- Task to carry out: Only the lines from the start of the data through the one containing "M 431 459 L" belong in your answer; return them exactly.

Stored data
* * * *

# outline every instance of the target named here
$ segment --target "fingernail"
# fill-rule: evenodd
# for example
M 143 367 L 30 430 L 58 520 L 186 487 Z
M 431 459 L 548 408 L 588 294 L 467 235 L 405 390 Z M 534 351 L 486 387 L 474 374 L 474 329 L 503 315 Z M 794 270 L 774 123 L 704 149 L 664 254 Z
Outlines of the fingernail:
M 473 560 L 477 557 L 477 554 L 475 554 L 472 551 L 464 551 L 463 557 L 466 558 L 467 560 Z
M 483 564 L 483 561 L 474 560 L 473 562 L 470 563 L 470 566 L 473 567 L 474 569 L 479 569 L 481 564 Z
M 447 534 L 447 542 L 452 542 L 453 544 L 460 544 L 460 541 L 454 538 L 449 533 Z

* * * *

- Written reply:
# outline every instance of the target named here
$ segment --target "fingernail"
# fill-rule: evenodd
# for example
M 143 367 L 30 430 L 58 520 L 186 487 Z
M 431 459 L 548 408 L 588 294 L 467 235 L 405 390 Z M 534 351 L 486 387 L 474 374 L 474 329 L 503 315 Z M 794 270 L 774 123 L 704 149 L 664 254 Z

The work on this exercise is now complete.